::: Passage to read
Mark-Region and Other Advances in Garbage Collection

Programmers are increasingly choosing managed languages for modern
applications, which rely on garbage collection to manage dynamically
allocated objects. The garbage collector directly determines program
performance by making a classic space-time tradeoff that seeks to
provide space efficiency, fast reclamation, and mutator performance.
The three canonical tracing garbage collectors: semi-space,
mark-sweep, and mark-compact each sacrifice one objective. This talk
describes a collector family, called mark-region and introduces
opportunistic defragmentation, which mixes copying and marking in a
single pass. Combining both, we implement immix, a novel high
performance garbage collector that for the first time achieves all
three performance objectives simultaneously. The key insight is to
allocate and reclaim memory in contiguous regions, at a coarse block
grain when possible and otherwise reclaim in groups of finer grain
lines. We show that immix outperforms existing canonical algorithms,
improving total application performance by 7 to 25% on average across
20 benchmarks. As the mature space in a generational collector, immix
matches or beats a highly tuned generational collector, e.g., it
improves total performance for SPECjbb by 5%. These innovations and
the identification of a new family of collectors open new
opportunities for garbage collector design.
::::::
::: Entries shown
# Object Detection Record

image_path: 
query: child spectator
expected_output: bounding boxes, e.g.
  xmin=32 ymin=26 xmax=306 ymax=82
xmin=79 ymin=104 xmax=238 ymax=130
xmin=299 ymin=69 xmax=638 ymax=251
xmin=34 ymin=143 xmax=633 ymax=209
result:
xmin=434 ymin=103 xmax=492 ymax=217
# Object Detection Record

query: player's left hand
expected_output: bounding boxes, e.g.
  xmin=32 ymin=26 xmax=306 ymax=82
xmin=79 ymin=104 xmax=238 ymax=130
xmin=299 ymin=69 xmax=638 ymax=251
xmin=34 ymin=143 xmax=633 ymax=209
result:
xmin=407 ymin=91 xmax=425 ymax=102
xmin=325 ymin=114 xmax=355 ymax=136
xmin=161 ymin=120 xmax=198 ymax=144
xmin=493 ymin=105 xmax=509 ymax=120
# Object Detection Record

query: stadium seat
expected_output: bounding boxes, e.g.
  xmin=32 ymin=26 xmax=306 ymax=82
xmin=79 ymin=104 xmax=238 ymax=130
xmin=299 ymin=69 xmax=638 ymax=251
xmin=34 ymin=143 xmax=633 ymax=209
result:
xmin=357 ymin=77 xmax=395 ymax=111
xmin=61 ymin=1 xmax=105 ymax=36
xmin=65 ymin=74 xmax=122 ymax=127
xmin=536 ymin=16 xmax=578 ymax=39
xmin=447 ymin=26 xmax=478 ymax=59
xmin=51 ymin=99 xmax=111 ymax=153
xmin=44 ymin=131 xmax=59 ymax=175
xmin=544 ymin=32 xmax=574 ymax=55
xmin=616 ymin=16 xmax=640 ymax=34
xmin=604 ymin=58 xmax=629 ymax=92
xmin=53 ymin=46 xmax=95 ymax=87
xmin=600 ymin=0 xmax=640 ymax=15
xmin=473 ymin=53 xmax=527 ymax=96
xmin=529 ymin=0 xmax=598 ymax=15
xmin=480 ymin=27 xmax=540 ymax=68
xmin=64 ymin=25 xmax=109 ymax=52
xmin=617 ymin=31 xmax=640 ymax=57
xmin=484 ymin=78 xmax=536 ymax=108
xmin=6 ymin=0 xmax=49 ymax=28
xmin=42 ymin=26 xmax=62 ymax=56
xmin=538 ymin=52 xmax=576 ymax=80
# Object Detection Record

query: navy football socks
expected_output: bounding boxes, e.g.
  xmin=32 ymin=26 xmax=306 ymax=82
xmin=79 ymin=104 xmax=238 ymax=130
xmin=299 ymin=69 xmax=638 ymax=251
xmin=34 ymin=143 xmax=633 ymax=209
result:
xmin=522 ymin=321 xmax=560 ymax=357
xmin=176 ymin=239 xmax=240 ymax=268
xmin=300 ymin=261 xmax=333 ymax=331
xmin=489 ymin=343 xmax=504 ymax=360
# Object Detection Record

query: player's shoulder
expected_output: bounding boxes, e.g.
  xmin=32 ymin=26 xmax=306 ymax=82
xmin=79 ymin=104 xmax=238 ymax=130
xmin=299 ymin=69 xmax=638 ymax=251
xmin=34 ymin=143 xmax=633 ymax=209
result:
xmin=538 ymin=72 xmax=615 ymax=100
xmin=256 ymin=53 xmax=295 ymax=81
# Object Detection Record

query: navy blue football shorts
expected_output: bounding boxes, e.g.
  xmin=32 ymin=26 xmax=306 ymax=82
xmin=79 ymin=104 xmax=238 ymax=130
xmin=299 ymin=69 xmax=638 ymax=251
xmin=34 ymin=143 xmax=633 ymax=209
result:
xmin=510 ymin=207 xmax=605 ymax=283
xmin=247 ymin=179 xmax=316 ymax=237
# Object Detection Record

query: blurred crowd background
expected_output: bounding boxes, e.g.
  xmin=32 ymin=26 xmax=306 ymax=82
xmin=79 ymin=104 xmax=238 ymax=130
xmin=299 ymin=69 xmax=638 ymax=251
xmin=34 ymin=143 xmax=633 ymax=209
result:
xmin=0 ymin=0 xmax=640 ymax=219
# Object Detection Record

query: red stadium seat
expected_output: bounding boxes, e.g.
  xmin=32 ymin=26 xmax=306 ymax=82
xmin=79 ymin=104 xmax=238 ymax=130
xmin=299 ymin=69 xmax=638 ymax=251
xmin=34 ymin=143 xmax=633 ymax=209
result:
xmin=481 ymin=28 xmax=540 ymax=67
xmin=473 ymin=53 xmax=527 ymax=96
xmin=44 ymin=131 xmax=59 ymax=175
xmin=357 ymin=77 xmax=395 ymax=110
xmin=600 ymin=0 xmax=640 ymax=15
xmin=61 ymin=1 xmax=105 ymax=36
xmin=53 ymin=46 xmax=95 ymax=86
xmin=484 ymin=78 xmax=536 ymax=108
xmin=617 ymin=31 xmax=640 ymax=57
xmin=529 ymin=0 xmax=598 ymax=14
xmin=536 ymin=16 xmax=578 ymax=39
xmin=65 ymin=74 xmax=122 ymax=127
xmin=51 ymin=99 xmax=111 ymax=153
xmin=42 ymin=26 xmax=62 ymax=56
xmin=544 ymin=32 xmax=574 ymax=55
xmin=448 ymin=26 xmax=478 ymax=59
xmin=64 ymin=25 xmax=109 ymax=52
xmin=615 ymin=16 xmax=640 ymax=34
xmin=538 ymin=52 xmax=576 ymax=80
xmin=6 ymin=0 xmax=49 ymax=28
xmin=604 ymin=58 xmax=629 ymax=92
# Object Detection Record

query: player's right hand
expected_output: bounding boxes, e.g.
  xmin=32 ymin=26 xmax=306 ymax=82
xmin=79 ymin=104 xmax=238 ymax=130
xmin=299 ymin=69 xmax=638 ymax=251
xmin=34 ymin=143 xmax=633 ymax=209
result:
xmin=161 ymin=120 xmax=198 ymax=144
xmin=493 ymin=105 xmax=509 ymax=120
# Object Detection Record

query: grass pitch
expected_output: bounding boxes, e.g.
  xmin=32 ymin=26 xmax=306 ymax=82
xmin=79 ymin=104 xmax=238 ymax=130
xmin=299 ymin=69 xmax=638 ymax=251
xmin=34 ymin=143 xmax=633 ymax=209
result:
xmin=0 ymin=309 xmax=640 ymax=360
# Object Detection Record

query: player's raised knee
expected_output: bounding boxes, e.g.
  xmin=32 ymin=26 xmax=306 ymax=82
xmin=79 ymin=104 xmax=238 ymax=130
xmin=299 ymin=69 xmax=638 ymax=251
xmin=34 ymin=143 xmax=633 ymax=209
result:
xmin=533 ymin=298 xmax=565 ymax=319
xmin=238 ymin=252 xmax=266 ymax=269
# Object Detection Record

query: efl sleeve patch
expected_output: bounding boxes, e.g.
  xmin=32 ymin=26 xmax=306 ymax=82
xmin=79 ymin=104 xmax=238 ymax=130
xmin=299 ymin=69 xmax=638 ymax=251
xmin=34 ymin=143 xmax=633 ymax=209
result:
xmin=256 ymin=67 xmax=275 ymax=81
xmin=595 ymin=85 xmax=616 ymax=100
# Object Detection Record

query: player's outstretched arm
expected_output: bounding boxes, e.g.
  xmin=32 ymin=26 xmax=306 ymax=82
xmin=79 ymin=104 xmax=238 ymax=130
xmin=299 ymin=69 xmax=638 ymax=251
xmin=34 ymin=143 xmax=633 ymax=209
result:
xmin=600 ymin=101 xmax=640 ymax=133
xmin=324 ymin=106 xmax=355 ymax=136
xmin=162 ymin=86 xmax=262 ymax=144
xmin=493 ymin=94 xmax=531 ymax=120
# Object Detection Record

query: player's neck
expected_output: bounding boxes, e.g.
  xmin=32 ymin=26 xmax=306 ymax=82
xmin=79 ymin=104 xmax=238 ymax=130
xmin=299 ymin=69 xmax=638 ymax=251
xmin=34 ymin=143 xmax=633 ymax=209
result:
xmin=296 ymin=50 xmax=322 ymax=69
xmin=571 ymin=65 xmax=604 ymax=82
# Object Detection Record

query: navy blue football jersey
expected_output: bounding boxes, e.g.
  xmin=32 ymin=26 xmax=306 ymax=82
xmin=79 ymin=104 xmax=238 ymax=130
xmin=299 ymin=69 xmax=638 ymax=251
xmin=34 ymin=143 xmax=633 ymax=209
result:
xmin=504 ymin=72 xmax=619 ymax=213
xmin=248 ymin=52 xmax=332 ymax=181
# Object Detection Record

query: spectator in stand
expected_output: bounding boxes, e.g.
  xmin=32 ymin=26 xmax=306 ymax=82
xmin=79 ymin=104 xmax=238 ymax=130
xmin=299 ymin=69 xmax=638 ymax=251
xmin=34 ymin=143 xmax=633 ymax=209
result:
::::::
To do:
Please write out part of the garbage collection abstract word for word: begin at the words "Mark-Region and Other" and stop after "and mutator performance.".

Answer to the problem:
Mark-Region and Other Advances in Garbage Collection

Programmers are increasingly choosing managed languages for modern
applications, which rely on garbage collection to manage dynamically
allocated objects. The garbage collector directly determines program
performance by making a classic space-time tradeoff that seeks to
provide space efficiency, fast reclamation, and mutator performance.